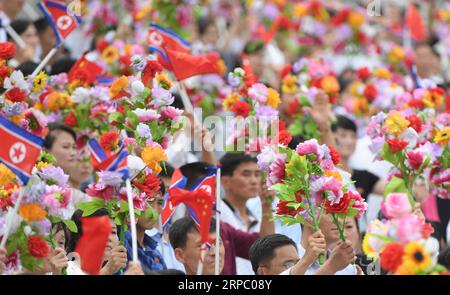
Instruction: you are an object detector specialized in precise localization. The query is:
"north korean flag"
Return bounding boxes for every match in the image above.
[0,116,44,185]
[39,0,81,46]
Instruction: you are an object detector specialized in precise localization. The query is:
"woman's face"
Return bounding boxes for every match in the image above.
[20,25,39,49]
[49,130,77,175]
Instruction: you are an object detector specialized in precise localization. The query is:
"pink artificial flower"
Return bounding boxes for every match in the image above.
[161,106,183,120]
[86,183,114,202]
[394,215,423,243]
[248,83,268,103]
[381,193,412,218]
[267,154,286,186]
[295,138,320,158]
[406,150,424,170]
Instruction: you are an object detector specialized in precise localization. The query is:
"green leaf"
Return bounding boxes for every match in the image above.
[62,219,78,233]
[383,176,408,196]
[77,198,106,217]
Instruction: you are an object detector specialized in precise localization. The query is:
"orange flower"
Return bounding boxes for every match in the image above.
[141,146,167,174]
[19,204,47,222]
[109,76,128,99]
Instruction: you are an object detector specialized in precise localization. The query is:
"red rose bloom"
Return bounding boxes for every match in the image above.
[28,236,50,258]
[64,112,77,128]
[356,67,370,81]
[406,114,422,133]
[5,87,27,102]
[0,42,16,60]
[328,145,341,165]
[231,101,251,118]
[364,84,378,101]
[133,174,161,198]
[387,138,408,154]
[381,243,404,273]
[99,131,119,151]
[278,130,292,146]
[325,193,353,214]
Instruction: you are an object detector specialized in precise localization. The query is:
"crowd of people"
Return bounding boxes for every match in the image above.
[0,0,450,275]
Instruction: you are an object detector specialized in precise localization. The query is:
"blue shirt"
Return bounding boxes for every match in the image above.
[124,231,167,272]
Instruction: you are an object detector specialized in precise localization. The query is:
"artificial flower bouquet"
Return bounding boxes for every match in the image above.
[363,193,446,275]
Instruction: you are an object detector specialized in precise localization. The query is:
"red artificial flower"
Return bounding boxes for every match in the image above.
[356,67,370,81]
[5,87,27,102]
[422,223,434,239]
[99,131,119,152]
[142,60,163,86]
[387,138,408,154]
[406,114,422,133]
[28,236,50,258]
[325,192,353,214]
[364,84,378,101]
[133,174,161,198]
[276,191,305,217]
[381,243,404,273]
[231,101,251,118]
[328,145,341,165]
[0,42,16,60]
[278,130,292,146]
[64,112,77,128]
[287,99,301,115]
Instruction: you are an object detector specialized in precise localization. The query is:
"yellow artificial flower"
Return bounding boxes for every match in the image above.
[386,112,410,135]
[348,11,365,30]
[141,146,167,174]
[19,204,47,222]
[375,68,391,80]
[102,45,120,64]
[434,128,450,146]
[109,76,128,98]
[267,88,281,109]
[223,93,240,111]
[320,76,340,95]
[399,242,431,274]
[45,92,73,112]
[388,46,405,64]
[292,3,308,18]
[0,163,16,186]
[155,73,173,90]
[281,75,298,94]
[33,71,47,92]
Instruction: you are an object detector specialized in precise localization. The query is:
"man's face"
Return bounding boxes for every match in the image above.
[222,162,261,199]
[175,230,225,275]
[258,245,299,275]
[334,128,356,158]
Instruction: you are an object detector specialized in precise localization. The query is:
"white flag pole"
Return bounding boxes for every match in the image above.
[31,43,62,77]
[125,178,138,261]
[214,167,221,276]
[0,187,24,248]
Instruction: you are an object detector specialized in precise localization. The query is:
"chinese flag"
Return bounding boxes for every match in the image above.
[165,47,221,81]
[169,188,214,243]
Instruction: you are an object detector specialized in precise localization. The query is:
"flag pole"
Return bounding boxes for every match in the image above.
[214,167,221,276]
[125,178,138,261]
[31,43,62,77]
[0,187,24,248]
[197,243,206,276]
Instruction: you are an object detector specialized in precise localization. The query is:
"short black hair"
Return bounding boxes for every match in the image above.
[331,115,358,133]
[249,234,297,274]
[34,17,50,34]
[44,123,77,150]
[66,208,109,253]
[220,153,256,176]
[169,216,216,249]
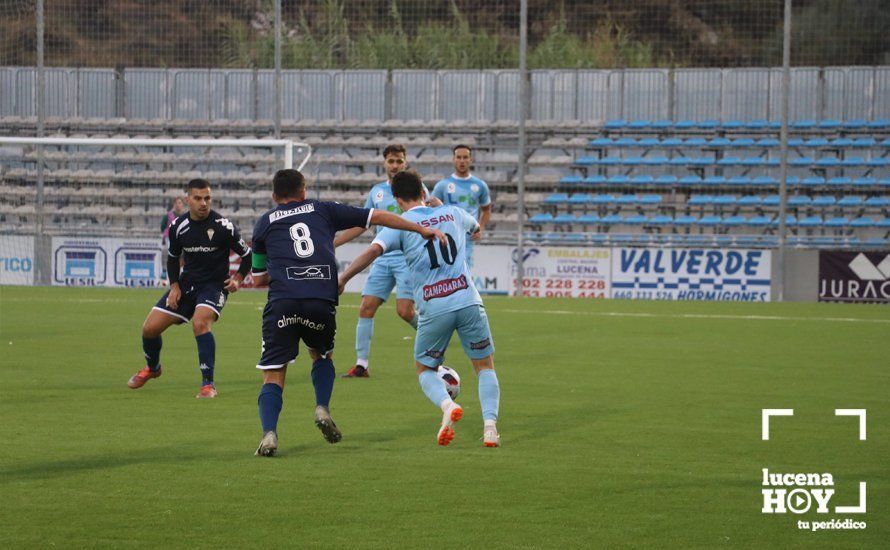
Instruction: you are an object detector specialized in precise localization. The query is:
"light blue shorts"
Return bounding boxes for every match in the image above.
[414,304,494,368]
[362,254,414,302]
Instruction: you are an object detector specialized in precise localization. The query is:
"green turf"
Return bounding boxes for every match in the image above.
[0,287,890,548]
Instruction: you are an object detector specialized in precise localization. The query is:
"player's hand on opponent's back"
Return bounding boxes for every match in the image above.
[167,283,182,309]
[225,273,244,292]
[420,227,448,245]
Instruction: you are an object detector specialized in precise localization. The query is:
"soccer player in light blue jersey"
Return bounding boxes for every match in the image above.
[334,144,441,378]
[339,171,500,447]
[433,144,491,269]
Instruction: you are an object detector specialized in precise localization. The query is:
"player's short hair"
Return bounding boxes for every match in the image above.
[383,143,408,158]
[272,168,306,199]
[391,170,423,201]
[185,178,210,193]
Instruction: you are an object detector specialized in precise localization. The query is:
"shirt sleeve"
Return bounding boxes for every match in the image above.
[223,218,250,258]
[479,180,491,206]
[167,219,182,258]
[372,227,402,252]
[324,202,374,231]
[433,180,446,202]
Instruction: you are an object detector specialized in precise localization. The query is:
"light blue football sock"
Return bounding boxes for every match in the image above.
[355,317,374,365]
[479,369,501,420]
[418,369,451,407]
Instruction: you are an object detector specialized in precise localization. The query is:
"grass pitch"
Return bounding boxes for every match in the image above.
[0,287,890,549]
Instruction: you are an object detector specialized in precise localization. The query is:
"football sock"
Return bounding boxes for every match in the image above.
[312,359,334,407]
[195,332,216,386]
[257,384,284,433]
[418,369,451,410]
[355,317,374,368]
[479,369,501,420]
[142,336,161,370]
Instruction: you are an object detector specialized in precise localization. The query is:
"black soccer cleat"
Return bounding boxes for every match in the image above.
[315,405,343,445]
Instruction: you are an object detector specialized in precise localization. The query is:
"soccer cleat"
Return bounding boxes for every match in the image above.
[254,431,278,456]
[195,384,219,399]
[340,365,371,378]
[436,403,464,447]
[127,365,162,390]
[315,405,343,445]
[482,426,501,447]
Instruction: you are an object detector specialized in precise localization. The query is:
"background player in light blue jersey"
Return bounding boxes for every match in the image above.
[433,144,491,268]
[340,171,500,447]
[334,144,441,378]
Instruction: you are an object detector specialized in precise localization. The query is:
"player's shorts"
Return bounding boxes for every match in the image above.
[362,255,414,302]
[152,283,229,324]
[414,304,494,368]
[256,299,337,370]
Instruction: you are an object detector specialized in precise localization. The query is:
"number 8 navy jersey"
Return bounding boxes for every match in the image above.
[252,200,373,304]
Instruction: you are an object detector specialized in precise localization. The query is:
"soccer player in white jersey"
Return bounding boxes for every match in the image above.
[433,144,491,269]
[334,144,441,378]
[339,171,500,447]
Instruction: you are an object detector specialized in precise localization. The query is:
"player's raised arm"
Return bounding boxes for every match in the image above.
[371,210,448,246]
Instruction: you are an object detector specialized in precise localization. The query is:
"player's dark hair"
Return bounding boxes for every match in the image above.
[186,178,210,193]
[272,168,306,199]
[392,170,423,201]
[383,143,408,158]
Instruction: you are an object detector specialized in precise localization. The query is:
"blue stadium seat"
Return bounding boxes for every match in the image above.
[837,195,863,207]
[569,193,591,206]
[797,216,822,227]
[584,174,607,185]
[712,195,738,206]
[528,212,553,224]
[544,193,569,204]
[587,137,615,147]
[559,175,584,185]
[736,195,763,206]
[686,195,714,206]
[850,216,875,228]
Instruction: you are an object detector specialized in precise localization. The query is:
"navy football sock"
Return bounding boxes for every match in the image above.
[312,359,334,407]
[195,332,216,386]
[257,384,284,433]
[142,336,161,370]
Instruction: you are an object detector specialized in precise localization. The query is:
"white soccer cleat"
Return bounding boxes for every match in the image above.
[482,426,501,447]
[254,431,278,456]
[436,403,464,447]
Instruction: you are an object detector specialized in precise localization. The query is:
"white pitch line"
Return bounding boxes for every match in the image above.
[493,309,890,323]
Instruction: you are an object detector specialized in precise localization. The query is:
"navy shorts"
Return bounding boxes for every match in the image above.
[256,299,337,370]
[152,283,229,323]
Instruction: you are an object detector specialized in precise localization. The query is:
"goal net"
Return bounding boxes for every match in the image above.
[0,137,312,287]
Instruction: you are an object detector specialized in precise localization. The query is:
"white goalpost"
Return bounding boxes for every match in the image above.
[0,136,312,286]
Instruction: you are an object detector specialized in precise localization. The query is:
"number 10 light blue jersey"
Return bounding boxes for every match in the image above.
[374,206,482,317]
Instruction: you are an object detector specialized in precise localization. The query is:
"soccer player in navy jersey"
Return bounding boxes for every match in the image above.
[433,144,491,269]
[339,171,501,447]
[252,170,445,456]
[127,179,251,399]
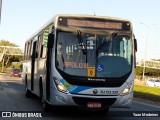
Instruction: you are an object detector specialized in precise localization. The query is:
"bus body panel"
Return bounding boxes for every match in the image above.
[22,15,135,107]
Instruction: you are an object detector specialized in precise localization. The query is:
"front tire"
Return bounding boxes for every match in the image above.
[25,75,31,98]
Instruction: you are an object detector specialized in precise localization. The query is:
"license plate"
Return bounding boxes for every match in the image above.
[87,102,102,108]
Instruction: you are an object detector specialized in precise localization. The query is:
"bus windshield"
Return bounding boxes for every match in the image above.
[56,30,132,78]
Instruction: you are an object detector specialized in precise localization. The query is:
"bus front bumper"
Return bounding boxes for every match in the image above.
[50,92,133,108]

+ + + + + + +

- JOB -
Could you write out the records from their start through the line containing "[77,198,106,217]", with both ends included, replacing "object detector" with "object locator" and leaving everything else unchanged? Leave the pictures out of the answer.

- EXERCISE OUTPUT -
Instruction: you are an object locator specialized in precise localization. The query is:
"north korean flag"
Return bounding boxes for every match in the image above.
[0,116,44,185]
[39,0,81,46]
Instruction: you are an object locator specialized in precise localization. The query is:
"woman's face"
Return bounding boxes for every match in the image above.
[20,25,39,49]
[49,130,77,175]
Instruction: you are an object locator specialized in precise localization. The query is:
"pink artificial flower"
Return bounding boxes for every match in the image above.
[161,106,183,120]
[86,183,114,202]
[394,215,423,243]
[248,83,268,103]
[381,193,412,218]
[267,154,286,186]
[295,138,320,158]
[406,150,424,170]
Instruction: you are an object locator specialized in precise localization. The query is:
"green leaf"
Return bounding boxes for every match in the image above.
[62,219,78,233]
[383,176,408,196]
[77,198,106,217]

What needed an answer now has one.